* Extrait:
Dans la correspondance d'un marin à sa famille en 14-18, quelques passages sont écrits en breton. Un bretonnant pourrait-il m'en faire la traduction s'il vous plait ?
"Demain il y a bataille de confettis à mon bord c'est à dire que l'on embarque du charbon. ici il y aura des garçons qui auront les yeux noirs encore [...] Enfin toujours le même pas bileux"
Bonjour Véronique, Je ne suis pas la bonne personne mais l'exercice me tente. 2 mots ne sont pas clairs: gui.... et dru.... "ar paot braz a gui... e gorf evel eun dru.....)
Si on admet guisk et drujenn (treujenn kaol: le trognon du chou à vaches) ça pourrait faire mot à mot
le grand gars qui 'habille son corps comme un trognon En français on a l'expression " grand échalas " qui n'en est pas loin.
Notre marin s'exprime de façon énigmatique avec des expressions comme "bataille de confettis" , " embarquer du charbon" " les garçons auront les yeux noirs". La suite de la lettre nous éclaire-t-elle sur le sens de ces expressions?
Bon j'ai pris un risque .Je vais certainement recevoir une leçon de bien meilleurs brittophones que moi. Je l'aurais cherchée.
C'est un écrit sans doute un peu codé et en partie en breton pour échapper à la censure .(temps de guerre) Embarquer du charbon doit sans dire vouloir dire embarquer du vin rouge et l'expression " aman et vezo.......a darre "" il y aura des gars qui auront trop bu" Cordialemnent
aman (ici) a vezo (il y a) potred (des gars) ag a vezo (qui ont) du o daoulagad a darre("noir les yeux encore") , ar paot braz (un grand gars) da guenta e gorf evel eun prujen (
La derniere phrase (soulignée) ne me "revient" pas !!!
Cordialement, François.
Francois MEVELLEC, Né à CORAY, nombreux ascendants sur ELLIANT, TOURCH, LANGOLEN, TREGOUREZ, EDERN, BRIEC, PLOGONNEC, LAZ & SAINT GOAZEC. CGF 07912 (Antenne de Quimper) CG22 3962 Site : http://www.fazery.net
S'il y a une lettre qui est caractéristique de l'écriture de notre matelot c'est bien le d. Demain, du (charbon) potred, adarre.
Et c'est bien ce d très particulier l'initiale du mot qui nous agace.
Quant à ses p on en trouve plusieurs mais tout à fait ordinaires.
autre remarque grammaticale celle-ci ; l'article un qu'il écrit eun. On n'utilise un que devant un n, un d , un t ou un h. Devant un p on utiliserait ur
Donc je ne crois pas à prunen.
e gof evel ur prunen (son ventre comme une prune) ça peut s'entendre mais e gorf evel ur prunen (son corps comme une prune)....?????....
Bonjour à tous, Jacques dans son dernier post donne "treujen" pour trognon ( grand sec et mince ) par contre "treujenn-kaol" est le surnom de la clarinette, peut-être en rapport avec le vin embarqué en douce.Qu'en pensez vous? Kenavo du Périgord.

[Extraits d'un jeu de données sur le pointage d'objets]
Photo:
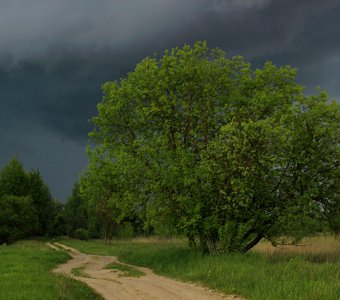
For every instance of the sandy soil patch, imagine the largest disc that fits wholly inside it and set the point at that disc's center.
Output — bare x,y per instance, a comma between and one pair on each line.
116,285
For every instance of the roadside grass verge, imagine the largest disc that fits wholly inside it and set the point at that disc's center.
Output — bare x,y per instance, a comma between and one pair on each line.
309,271
25,274
126,271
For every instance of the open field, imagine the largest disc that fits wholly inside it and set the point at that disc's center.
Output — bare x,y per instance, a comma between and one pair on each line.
308,271
25,274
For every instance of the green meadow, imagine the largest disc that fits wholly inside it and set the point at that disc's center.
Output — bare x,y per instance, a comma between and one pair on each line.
25,273
308,271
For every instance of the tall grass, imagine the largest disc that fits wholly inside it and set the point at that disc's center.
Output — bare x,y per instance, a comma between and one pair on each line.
309,271
25,274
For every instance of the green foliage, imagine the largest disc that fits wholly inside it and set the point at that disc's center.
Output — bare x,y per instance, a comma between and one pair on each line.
204,145
25,272
13,179
18,218
26,202
41,199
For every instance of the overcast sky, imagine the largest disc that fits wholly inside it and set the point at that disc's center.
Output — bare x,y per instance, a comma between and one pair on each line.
56,54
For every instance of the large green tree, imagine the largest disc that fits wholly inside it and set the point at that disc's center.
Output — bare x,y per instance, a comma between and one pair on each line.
226,154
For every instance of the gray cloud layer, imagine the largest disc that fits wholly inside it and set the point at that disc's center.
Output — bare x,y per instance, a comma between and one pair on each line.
55,55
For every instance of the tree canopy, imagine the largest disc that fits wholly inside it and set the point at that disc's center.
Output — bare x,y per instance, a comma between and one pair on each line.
224,154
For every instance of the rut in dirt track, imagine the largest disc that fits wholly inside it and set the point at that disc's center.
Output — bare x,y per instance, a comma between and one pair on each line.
115,285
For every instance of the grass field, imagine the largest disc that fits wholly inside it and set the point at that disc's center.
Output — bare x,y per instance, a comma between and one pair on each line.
308,271
25,274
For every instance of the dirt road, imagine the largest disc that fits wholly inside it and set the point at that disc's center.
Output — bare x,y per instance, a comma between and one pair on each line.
116,285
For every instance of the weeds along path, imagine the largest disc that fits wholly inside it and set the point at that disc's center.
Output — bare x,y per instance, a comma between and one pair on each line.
115,280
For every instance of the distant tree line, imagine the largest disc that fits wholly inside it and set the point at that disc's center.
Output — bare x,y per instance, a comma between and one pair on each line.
26,205
27,209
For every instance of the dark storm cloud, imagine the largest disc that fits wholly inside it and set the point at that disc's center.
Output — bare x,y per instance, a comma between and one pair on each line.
55,55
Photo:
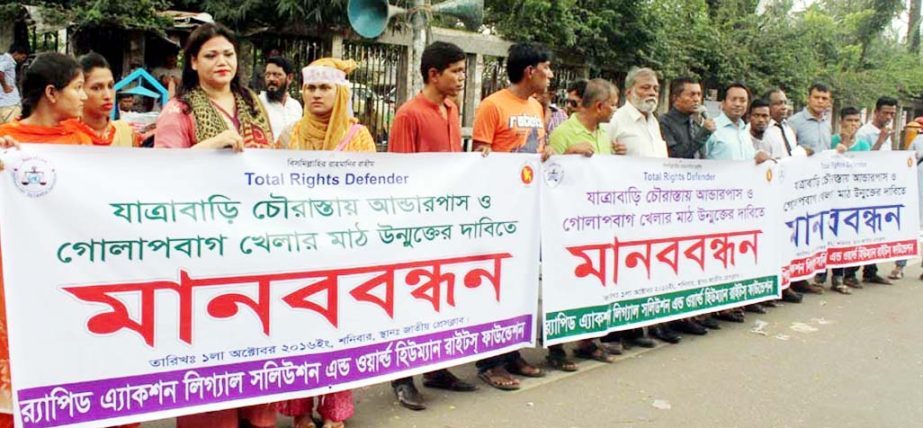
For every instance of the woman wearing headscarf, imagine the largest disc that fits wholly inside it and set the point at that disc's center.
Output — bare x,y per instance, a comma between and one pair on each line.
95,122
327,125
52,94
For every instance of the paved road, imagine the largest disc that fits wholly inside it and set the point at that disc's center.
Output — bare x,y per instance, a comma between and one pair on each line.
832,361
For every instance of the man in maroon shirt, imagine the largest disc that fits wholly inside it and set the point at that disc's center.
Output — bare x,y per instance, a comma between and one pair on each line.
430,123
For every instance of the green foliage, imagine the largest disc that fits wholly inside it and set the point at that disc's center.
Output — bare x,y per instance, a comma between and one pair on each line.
242,14
611,34
844,43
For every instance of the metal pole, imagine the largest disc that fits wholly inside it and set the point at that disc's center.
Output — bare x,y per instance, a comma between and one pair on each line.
419,43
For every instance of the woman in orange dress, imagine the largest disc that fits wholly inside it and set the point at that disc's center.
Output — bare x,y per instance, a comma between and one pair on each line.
213,111
95,122
53,97
52,94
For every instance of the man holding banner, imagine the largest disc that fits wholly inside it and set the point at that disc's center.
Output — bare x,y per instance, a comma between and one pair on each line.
510,120
430,123
582,134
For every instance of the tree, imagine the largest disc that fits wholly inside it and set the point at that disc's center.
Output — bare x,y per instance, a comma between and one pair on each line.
913,28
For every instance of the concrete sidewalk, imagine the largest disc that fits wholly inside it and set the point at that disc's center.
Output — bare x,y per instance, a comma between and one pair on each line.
834,360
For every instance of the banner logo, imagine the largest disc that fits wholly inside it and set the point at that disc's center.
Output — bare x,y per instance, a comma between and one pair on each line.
527,175
554,174
34,177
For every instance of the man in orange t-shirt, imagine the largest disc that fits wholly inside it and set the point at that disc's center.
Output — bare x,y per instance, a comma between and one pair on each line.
511,120
430,123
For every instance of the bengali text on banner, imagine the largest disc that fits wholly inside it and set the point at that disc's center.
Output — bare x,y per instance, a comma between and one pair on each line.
628,242
144,284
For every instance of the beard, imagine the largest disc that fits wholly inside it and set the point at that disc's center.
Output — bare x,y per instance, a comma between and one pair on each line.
276,93
644,105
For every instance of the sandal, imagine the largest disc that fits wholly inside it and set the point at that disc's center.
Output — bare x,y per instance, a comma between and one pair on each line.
593,352
521,367
305,421
444,379
842,289
499,378
559,361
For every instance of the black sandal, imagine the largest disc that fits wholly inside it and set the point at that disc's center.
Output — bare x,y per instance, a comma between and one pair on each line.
593,352
558,360
517,366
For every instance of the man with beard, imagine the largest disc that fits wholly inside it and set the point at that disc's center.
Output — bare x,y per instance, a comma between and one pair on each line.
283,110
759,121
685,134
634,131
430,123
634,124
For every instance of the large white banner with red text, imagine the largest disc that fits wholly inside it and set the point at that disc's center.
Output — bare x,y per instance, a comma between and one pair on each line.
143,284
874,207
628,242
848,209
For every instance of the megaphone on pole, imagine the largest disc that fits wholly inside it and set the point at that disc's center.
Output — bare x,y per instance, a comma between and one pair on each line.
370,17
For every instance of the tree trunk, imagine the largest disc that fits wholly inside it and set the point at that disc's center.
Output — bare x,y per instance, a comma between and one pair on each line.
913,30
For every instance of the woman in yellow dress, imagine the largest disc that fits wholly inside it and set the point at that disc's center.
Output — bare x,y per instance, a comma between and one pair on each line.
99,85
327,125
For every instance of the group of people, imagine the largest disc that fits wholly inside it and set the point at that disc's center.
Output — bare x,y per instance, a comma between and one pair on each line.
68,101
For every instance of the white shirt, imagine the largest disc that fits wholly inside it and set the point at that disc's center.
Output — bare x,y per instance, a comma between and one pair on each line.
8,67
774,144
869,132
281,115
640,134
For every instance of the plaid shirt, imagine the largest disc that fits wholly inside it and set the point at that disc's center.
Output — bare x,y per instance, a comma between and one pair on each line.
558,117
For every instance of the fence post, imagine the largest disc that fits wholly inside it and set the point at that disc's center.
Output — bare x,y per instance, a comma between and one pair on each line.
405,76
474,63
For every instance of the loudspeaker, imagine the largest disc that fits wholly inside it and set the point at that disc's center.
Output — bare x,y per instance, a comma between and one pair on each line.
370,17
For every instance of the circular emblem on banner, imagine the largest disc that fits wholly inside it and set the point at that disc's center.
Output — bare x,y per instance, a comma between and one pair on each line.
527,174
34,177
554,174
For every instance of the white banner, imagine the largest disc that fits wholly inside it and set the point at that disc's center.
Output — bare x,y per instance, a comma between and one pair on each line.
628,242
847,209
805,205
874,208
143,284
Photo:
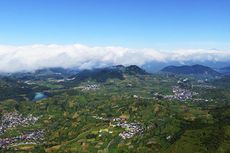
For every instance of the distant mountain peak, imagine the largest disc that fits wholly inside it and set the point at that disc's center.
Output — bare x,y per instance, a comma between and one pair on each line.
193,69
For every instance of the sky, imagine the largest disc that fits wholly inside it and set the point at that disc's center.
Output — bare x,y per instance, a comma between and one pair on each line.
162,26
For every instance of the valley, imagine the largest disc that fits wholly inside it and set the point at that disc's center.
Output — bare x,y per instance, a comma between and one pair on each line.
115,109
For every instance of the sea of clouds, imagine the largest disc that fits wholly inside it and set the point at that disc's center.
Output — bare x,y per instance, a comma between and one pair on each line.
32,57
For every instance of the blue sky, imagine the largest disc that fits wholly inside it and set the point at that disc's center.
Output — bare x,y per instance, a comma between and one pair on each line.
161,24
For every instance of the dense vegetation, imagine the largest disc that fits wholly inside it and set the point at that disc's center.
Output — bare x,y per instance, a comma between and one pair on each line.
78,117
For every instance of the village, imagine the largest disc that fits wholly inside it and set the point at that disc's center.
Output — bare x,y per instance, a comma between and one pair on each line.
131,129
13,120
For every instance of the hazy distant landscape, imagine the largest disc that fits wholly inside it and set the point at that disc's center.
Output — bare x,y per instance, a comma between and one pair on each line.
114,76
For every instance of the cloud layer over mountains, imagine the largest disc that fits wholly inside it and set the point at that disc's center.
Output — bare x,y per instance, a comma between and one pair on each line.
31,57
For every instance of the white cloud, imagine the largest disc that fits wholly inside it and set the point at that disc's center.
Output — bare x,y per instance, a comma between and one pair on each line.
31,57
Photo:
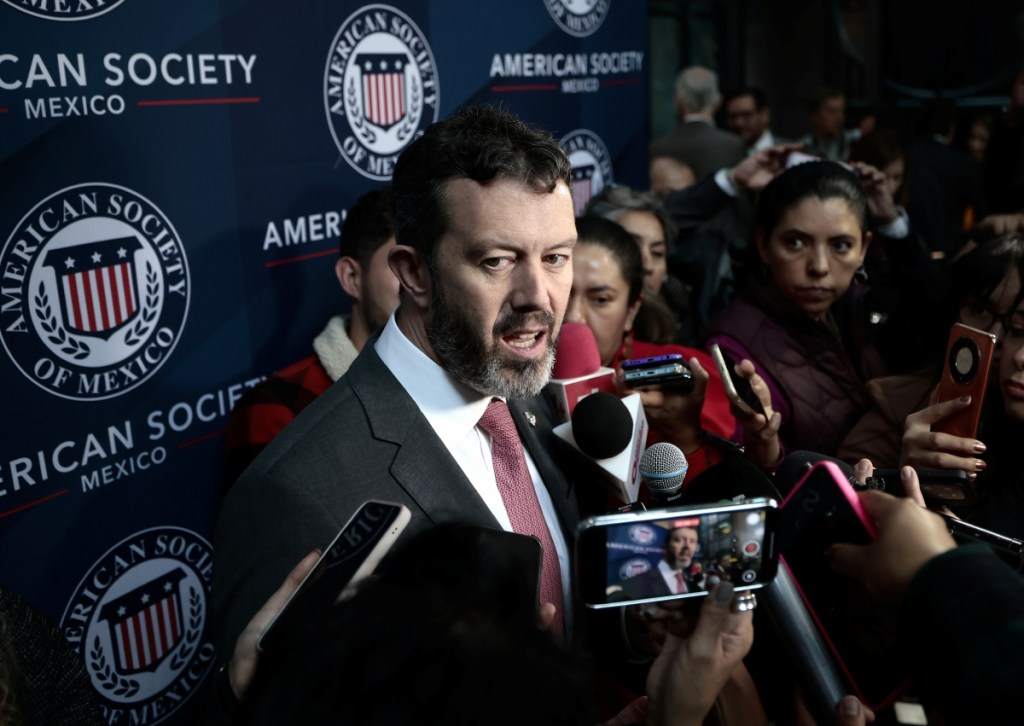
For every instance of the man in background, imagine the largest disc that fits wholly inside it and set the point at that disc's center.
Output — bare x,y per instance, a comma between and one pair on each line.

* Défis:
a) Relevez dans l'extrait toutes les lettres devant lesquelles, selon la remarque grammaticale, on emploie l'article « un ».
b) D'après l'extrait, pourquoi un intervenant écarte-t-il la lecture « prunen » ?

* Réponses par tâche:
a) n, d, t, h

b) La lettre initiale du mot ressemble au d très particulier du matelot, alors que ses p sont tout à fait ordinaires. De plus, il écrit l'article « eun », or « un » ne s'emploie que devant un n, un d, un t ou un h. Devant un p, on utiliserait « ur ».